_EXCERPTED TEXT_
▬▬▬▬▬▬▬▬▬▬

The hard rubbish drives of Melbourne are some of the most exciting times in the suburbs. A large pile of assorted rubbish can yield screams of excitement from me like nothing else. Now my children yell at me to stop, or send me photos of items from a walk home from the train station with a question mark attached to the text. Yesterdays yield gave me bamboo stakes for my sweet pea trellis, and a few weeks ago I found a selection of wonderful ceramic and terracotta pots. Granted they were stuffed with dead plants, and heavier than me, but thanks to my brother, we emptied them and brought them home for our garden.
Other winning items have been an old church pew garden chair from outside a manse in Brighton. A dining table that I sold for good money. A set of retro tulips drink stands and a hand carved rosewood table base, that now is now bearing an indoor tree fern, planted in a pot that I found, you guessed it on the side of the road. A small animal carry cage for our newly bought rabbit, who was due to go to the vet the next day.

▬▬▬▬▬▬▬▬▬▬

_TASKS FOR THIS EXERCISE_
1 - Rewrite the hard rubbish passage, everything from "The hard rubbish" down to "for our garden.", with "bamboo stakes" changed to "wooden stakes".
2 - Extend the account of Melbourne's hard rubbish finds with the next part, picking up after its last sentence.

▬▬▬▬▬▬▬▬▬▬

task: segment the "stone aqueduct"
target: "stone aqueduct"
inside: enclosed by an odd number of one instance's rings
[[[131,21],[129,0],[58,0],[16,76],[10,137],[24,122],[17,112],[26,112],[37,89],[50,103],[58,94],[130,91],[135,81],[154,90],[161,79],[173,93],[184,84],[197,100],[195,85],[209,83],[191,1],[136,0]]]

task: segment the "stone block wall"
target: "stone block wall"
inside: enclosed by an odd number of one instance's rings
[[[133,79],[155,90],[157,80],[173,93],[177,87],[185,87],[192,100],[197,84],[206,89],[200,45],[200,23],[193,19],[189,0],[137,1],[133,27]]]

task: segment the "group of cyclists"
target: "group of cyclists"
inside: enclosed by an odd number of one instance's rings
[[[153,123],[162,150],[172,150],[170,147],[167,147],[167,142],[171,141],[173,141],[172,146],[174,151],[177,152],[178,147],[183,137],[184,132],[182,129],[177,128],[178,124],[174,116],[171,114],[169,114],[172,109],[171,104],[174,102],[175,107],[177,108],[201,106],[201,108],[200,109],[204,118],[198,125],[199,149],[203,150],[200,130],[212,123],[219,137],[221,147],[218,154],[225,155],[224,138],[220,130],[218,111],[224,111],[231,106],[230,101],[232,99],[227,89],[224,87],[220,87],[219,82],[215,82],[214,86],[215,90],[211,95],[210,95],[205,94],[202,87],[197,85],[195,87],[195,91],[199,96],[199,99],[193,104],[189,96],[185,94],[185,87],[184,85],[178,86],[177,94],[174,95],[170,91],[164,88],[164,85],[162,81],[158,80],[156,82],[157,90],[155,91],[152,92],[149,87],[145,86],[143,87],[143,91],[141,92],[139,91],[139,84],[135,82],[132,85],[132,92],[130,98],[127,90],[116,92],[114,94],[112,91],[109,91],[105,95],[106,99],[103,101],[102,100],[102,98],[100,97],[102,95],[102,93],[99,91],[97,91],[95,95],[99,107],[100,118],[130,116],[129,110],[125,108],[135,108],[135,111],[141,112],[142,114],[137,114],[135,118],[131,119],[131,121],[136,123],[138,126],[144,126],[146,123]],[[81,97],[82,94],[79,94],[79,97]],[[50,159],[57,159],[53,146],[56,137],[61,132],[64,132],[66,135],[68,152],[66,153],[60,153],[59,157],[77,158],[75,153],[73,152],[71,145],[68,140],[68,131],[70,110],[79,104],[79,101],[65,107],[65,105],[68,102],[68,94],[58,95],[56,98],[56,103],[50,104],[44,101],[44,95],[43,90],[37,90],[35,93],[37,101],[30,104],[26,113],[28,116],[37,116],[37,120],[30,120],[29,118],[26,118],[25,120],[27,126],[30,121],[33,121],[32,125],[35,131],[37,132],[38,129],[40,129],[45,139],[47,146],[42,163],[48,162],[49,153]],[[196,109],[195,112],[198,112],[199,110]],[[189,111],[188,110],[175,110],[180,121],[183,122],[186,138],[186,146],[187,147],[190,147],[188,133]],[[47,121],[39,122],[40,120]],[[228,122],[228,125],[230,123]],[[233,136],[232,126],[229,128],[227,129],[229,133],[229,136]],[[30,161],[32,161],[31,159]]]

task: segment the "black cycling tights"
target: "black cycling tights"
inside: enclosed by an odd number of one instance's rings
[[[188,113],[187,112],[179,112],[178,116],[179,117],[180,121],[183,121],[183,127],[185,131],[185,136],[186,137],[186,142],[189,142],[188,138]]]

▬▬▬▬▬▬▬▬▬▬

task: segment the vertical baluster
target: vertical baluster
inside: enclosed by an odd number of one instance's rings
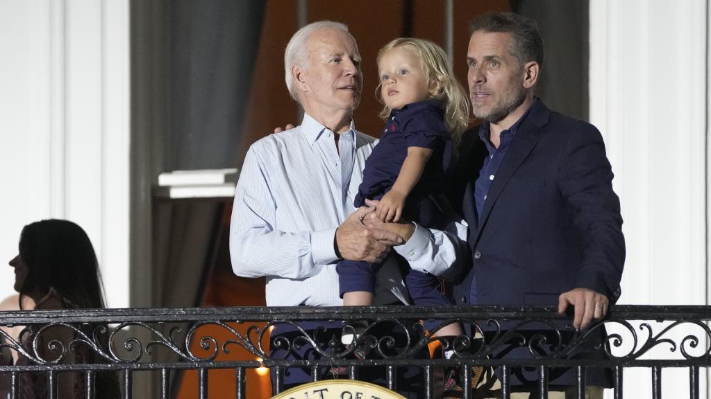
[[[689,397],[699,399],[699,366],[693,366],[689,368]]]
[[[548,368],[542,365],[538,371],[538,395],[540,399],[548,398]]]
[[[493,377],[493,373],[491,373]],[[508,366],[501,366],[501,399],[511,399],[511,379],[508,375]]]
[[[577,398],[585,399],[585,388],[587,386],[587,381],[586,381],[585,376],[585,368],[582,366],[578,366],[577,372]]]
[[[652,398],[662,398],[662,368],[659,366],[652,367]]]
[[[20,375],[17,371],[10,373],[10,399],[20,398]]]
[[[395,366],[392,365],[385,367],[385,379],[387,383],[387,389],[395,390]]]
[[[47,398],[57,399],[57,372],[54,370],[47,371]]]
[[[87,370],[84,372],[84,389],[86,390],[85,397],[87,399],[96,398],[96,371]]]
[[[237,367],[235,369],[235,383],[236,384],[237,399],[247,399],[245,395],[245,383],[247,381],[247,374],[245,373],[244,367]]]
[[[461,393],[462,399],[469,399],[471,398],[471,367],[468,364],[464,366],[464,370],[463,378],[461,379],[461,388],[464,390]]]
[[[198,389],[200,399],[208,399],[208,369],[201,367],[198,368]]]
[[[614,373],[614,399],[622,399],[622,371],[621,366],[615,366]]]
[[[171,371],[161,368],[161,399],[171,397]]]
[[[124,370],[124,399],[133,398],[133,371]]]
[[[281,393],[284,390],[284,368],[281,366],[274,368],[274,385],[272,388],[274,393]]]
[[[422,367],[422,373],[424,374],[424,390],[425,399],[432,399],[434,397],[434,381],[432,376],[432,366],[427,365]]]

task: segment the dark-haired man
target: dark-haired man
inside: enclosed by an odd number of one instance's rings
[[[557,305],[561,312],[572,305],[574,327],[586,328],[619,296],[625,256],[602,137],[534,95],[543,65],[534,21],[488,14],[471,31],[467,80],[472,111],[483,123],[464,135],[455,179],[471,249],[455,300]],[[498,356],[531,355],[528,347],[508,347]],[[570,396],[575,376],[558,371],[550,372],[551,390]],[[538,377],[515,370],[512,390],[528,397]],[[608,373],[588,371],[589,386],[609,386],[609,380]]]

▬▬▬▬▬▬▬▬▬▬

_EXERCISE ANSWERS_
1 -
The hard rubbish drives of Melbourne are some of the most exciting times in the suburbs. A large pile of assorted rubbish can yield screams of excitement from me like nothing else. Now my children yell at me to stop, or send me photos of items from a walk home from the train station with a question mark attached to the text. Yesterdays yield gave me wooden stakes for my sweet pea trellis, and a few weeks ago I found a selection of wonderful ceramic and terracotta pots. Granted they were stuffed with dead plants, and heavier than me, but thanks to my brother, we emptied them and brought them home for our garden.

2 -
Want versus need is why we have landfill and why we are subjected to flatpack furniture. I often think I want things and they don’t come my way, or what little money I do have to is spent on things I need like bills and food. But what I need? That often comes into my vision on a curb somewhere.
As a former card-carrying hippy, I do believe in seeing what you want in your minds eyes, and that every decision you make should have that vision in mind, but that’s at a very high level. Do you hold the vision of drink tulips in your mind as you go about your day? No. What you do hold is the aesthetic that resonates within you and so you’re more attuned to spotting the gems.
More often than not I leave things for other people to find. When David and I first moved out, nearly everything was from the side of the road or charity shops. Everything is useful. The trick is to see what you need and take only that.
I have put out as many items as I have collected. Good things that I knew would be exciting for a roadside raider to find. Sometimes, and this might be considered odd, I would listen to people find things on my front nature strip. Once a man knocked on my door, telling me he was a refugee, and could he buy the single white bed out the front for his daughter who was sleeping on the floor.
“Hell no!” I stated. “I don’t want none of that sad refugee business here. You want a bed for your floor sleeping kid? You gotta earn it!” (I was living in Brighton at the time, a heavy liberal influence meant I turned into a cunt).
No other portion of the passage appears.